== Data supplied ==
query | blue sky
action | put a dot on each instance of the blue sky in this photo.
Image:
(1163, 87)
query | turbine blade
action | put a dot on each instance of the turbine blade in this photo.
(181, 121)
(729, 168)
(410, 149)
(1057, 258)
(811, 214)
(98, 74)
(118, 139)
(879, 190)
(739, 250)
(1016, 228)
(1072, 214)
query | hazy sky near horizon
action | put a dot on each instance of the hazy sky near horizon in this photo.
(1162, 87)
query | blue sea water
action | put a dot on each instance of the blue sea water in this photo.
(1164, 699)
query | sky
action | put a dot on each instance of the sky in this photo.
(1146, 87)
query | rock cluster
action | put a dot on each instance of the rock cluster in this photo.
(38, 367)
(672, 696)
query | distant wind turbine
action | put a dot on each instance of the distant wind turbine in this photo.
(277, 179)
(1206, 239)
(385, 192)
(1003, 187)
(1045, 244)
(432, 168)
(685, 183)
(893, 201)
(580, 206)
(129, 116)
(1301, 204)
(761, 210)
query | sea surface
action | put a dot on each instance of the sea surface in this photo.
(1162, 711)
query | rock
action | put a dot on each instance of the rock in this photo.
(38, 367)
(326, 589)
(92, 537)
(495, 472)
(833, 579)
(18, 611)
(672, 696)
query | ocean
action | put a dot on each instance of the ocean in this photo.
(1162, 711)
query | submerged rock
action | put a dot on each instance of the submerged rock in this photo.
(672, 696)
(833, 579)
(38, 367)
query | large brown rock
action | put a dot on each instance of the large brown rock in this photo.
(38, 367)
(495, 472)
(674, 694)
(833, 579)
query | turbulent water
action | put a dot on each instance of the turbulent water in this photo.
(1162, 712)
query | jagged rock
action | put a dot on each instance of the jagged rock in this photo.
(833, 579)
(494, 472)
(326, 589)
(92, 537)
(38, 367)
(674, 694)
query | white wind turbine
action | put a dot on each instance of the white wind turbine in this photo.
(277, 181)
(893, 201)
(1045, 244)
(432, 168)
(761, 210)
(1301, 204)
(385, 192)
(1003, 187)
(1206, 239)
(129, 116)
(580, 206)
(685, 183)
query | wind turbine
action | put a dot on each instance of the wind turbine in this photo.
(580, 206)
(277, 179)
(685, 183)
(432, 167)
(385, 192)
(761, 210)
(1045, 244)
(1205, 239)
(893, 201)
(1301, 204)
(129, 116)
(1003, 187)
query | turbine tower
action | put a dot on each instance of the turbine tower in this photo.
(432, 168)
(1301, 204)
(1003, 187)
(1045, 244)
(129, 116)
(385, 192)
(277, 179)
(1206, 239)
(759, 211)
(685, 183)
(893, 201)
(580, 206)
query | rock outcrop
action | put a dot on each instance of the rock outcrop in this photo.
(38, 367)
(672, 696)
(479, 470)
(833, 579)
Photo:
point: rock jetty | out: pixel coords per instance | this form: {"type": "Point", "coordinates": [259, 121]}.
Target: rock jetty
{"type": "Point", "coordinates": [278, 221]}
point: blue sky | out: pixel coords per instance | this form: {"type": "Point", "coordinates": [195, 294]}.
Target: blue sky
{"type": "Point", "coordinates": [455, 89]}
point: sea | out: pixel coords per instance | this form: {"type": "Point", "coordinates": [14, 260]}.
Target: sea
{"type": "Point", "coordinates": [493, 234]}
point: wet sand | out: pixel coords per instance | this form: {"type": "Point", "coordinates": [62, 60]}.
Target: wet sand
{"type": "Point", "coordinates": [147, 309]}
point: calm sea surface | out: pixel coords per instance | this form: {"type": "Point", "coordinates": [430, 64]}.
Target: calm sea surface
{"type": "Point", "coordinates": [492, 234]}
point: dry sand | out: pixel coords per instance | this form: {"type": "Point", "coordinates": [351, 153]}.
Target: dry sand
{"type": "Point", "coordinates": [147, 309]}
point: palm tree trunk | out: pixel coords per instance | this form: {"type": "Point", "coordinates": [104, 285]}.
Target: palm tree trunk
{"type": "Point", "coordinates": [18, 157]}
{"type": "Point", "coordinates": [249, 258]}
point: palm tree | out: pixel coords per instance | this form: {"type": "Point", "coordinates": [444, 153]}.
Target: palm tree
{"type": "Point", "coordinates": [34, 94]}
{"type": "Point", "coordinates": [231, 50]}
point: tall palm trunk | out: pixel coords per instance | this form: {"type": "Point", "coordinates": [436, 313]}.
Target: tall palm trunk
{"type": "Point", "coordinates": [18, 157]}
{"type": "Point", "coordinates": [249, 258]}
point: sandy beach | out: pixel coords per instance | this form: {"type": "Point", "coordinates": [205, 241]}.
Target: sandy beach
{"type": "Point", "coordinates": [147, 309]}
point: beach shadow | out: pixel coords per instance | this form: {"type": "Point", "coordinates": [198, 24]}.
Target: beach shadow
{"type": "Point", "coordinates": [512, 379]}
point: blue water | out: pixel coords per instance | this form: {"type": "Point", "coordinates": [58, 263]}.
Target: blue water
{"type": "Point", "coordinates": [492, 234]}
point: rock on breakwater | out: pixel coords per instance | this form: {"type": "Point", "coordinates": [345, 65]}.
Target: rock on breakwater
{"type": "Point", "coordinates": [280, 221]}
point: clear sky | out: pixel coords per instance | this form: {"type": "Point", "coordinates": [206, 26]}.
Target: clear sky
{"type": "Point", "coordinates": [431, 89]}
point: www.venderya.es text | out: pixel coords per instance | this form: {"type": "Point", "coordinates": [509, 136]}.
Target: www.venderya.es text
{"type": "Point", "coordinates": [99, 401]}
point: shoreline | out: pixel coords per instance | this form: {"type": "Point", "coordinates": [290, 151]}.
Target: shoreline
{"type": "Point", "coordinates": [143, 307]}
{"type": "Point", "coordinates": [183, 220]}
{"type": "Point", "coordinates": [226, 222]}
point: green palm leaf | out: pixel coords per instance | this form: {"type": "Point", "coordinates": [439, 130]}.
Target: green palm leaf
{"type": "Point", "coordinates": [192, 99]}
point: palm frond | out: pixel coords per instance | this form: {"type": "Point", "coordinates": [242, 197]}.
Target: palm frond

== Given instruction ==
Restate the whole listing exactly, leaving out nothing.

== Solution for this exercise ==
query | blue sky
action | put a dot on each instance of the blue sky in this photo.
Image:
(1163, 87)
query | turbine blade
action | put a dot on each instance of the turbine blade in this photo.
(181, 121)
(729, 168)
(410, 149)
(1057, 258)
(811, 214)
(98, 74)
(118, 139)
(879, 190)
(739, 250)
(1016, 228)
(1072, 214)
query | hazy sky near horizon
action | put a dot on each instance of the hazy sky near horizon in this photo.
(1162, 87)
query | blue sea water
action | put a dot on each instance of the blue sea water in this photo.
(1164, 699)
query | sky
action | put a dot on each instance of the sky in this photo.
(1146, 87)
query | rock cluster
action | put a dot on each instance of the rock cluster in this photo.
(38, 367)
(672, 696)
query | distant wind turbine
action | put a dot on each instance of the distant wind turbine in this photo.
(277, 179)
(1206, 239)
(385, 192)
(1003, 187)
(1045, 244)
(432, 168)
(685, 183)
(893, 201)
(580, 206)
(129, 116)
(1301, 204)
(761, 210)
query | sea surface
action | put a dot on each instance of the sea surface in this photo.
(1162, 711)
query | rock
action | put a dot on each instance of the rock in this photo.
(38, 367)
(326, 589)
(92, 537)
(495, 472)
(833, 579)
(18, 611)
(672, 696)
query | ocean
action | put a dot on each instance of the ocean in this photo.
(1162, 711)
query | submerged rock
action | put a dot on each instance of the submerged rock in this photo.
(672, 696)
(833, 579)
(38, 367)
query | large brown rock
action | put a dot on each instance of the large brown rock in this photo.
(38, 367)
(495, 472)
(674, 694)
(833, 579)
query | turbulent water
action | put a dot on each instance of the turbulent water in this photo.
(1162, 712)
query | jagged rock
action | put a dot on each instance of the jagged rock in this photo.
(833, 579)
(494, 472)
(326, 589)
(92, 537)
(38, 367)
(674, 694)
query | white wind turbine
action | put a dot on each instance of the white wind turbine in this photo.
(277, 181)
(893, 201)
(1045, 244)
(432, 168)
(761, 210)
(1301, 204)
(385, 192)
(1003, 187)
(1206, 239)
(129, 116)
(580, 206)
(685, 183)
query | wind turbine
action | put a dot on each instance of the wind turbine in this photo.
(580, 206)
(277, 179)
(685, 183)
(432, 167)
(385, 192)
(761, 210)
(1045, 244)
(1205, 239)
(893, 201)
(1301, 204)
(129, 116)
(1003, 187)
query | turbine tower
action | put a dot on each instance of the turbine tower in this photo.
(432, 168)
(1301, 204)
(1003, 187)
(1045, 244)
(129, 116)
(385, 192)
(277, 179)
(1206, 239)
(759, 211)
(685, 183)
(893, 201)
(580, 206)
query | rock outcrop
action | put a dot on each instance of the rock outcrop in this photo.
(38, 367)
(672, 696)
(479, 470)
(833, 579)
Photo:
point: rock jetty | out: pixel coords per instance | this form: {"type": "Point", "coordinates": [259, 121]}.
Target: rock jetty
{"type": "Point", "coordinates": [278, 221]}
point: blue sky | out: pixel coords per instance | this form: {"type": "Point", "coordinates": [195, 294]}.
Target: blue sky
{"type": "Point", "coordinates": [455, 89]}
point: sea | out: pixel coords per instance | this form: {"type": "Point", "coordinates": [14, 260]}.
Target: sea
{"type": "Point", "coordinates": [493, 234]}
point: wet sand | out: pixel coords per instance | this form: {"type": "Point", "coordinates": [62, 60]}.
Target: wet sand
{"type": "Point", "coordinates": [147, 309]}
point: calm sea surface | out: pixel coords per instance | this form: {"type": "Point", "coordinates": [430, 64]}.
Target: calm sea surface
{"type": "Point", "coordinates": [492, 234]}
point: dry sand | out: pixel coords per instance | this form: {"type": "Point", "coordinates": [351, 153]}.
Target: dry sand
{"type": "Point", "coordinates": [147, 309]}
point: palm tree trunk | out: pixel coords per instance | this form: {"type": "Point", "coordinates": [104, 285]}.
Target: palm tree trunk
{"type": "Point", "coordinates": [18, 157]}
{"type": "Point", "coordinates": [249, 258]}
point: palm tree | out: pixel coords per instance | this form: {"type": "Point", "coordinates": [444, 153]}.
Target: palm tree
{"type": "Point", "coordinates": [34, 94]}
{"type": "Point", "coordinates": [231, 50]}
point: tall palm trunk | out: pixel coords per instance | this form: {"type": "Point", "coordinates": [436, 313]}.
Target: tall palm trunk
{"type": "Point", "coordinates": [18, 157]}
{"type": "Point", "coordinates": [249, 258]}
point: sandy beach | out: pixel coords per instance | this form: {"type": "Point", "coordinates": [205, 241]}.
Target: sandy beach
{"type": "Point", "coordinates": [147, 309]}
point: beach shadow | out: pixel coords per instance | this form: {"type": "Point", "coordinates": [198, 24]}.
Target: beach shadow
{"type": "Point", "coordinates": [512, 379]}
point: blue water | out: pixel coords per instance | this form: {"type": "Point", "coordinates": [58, 263]}.
Target: blue water
{"type": "Point", "coordinates": [492, 234]}
point: rock on breakwater | out: pixel coords per instance | this form: {"type": "Point", "coordinates": [345, 65]}.
Target: rock on breakwater
{"type": "Point", "coordinates": [280, 221]}
point: clear sky | out: pixel coords per instance | this form: {"type": "Point", "coordinates": [206, 26]}.
Target: clear sky
{"type": "Point", "coordinates": [431, 89]}
point: www.venderya.es text | out: pixel coords per instance | this form: {"type": "Point", "coordinates": [509, 136]}.
Target: www.venderya.es text
{"type": "Point", "coordinates": [99, 401]}
point: shoreline | out: pixel coords per instance | this form: {"type": "Point", "coordinates": [290, 151]}.
Target: shoreline
{"type": "Point", "coordinates": [143, 307]}
{"type": "Point", "coordinates": [183, 220]}
{"type": "Point", "coordinates": [226, 222]}
point: green palm leaf | out: pixel coords per instance | this form: {"type": "Point", "coordinates": [439, 130]}.
Target: green palm leaf
{"type": "Point", "coordinates": [192, 99]}
point: palm frond | out: pixel coords per instance | this form: {"type": "Point", "coordinates": [242, 197]}.
Target: palm frond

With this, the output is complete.